::: THE RECORDS

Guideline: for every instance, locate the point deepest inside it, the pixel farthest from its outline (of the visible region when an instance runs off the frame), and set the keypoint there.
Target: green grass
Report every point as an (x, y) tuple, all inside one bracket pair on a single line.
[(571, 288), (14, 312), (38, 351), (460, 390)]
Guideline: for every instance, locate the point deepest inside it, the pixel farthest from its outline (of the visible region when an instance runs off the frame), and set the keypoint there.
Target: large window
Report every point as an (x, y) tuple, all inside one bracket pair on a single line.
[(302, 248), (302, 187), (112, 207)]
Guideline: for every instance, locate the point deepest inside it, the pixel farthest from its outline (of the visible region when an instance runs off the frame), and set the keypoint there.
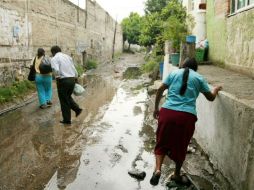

::::::

## WRITTEN INSTRUCTION
Could you recast every line of the material above as a Markdown table with the columns Row and Line, skipping blank lines and leaving out the pictures?

## SOLUTION BELOW
| Row | Line |
|---|---|
| 1 | Guideline: for every instance, locate the point deepest inside it, the pixel farthest from its outline (of the visible region when an instance runs off the frame), and set the keypoint there. |
| 2 | Target: green grass |
| 3 | Report every point as an (x, y) tuple, all inside one bracket pair on a single line. |
| 4 | [(571, 288), (14, 312), (38, 351), (460, 390)] |
| 5 | Guideline: for every instance, locate the point deepest inside it, the pixel farthest from its outline (of the visible region when an instance runs off the frame), and set the keypoint there. |
| 6 | Target: large window |
| 7 | Report every point as an (x, y) tuple, all inside one bracket pair on a single line. |
| 8 | [(302, 248), (302, 187), (112, 207)] |
| 9 | Guideline: for every instance, locate the point deepest inside it, the pixel farthest from its outline (of the visible region when an instance runs off the frame), and set the keypoint there. |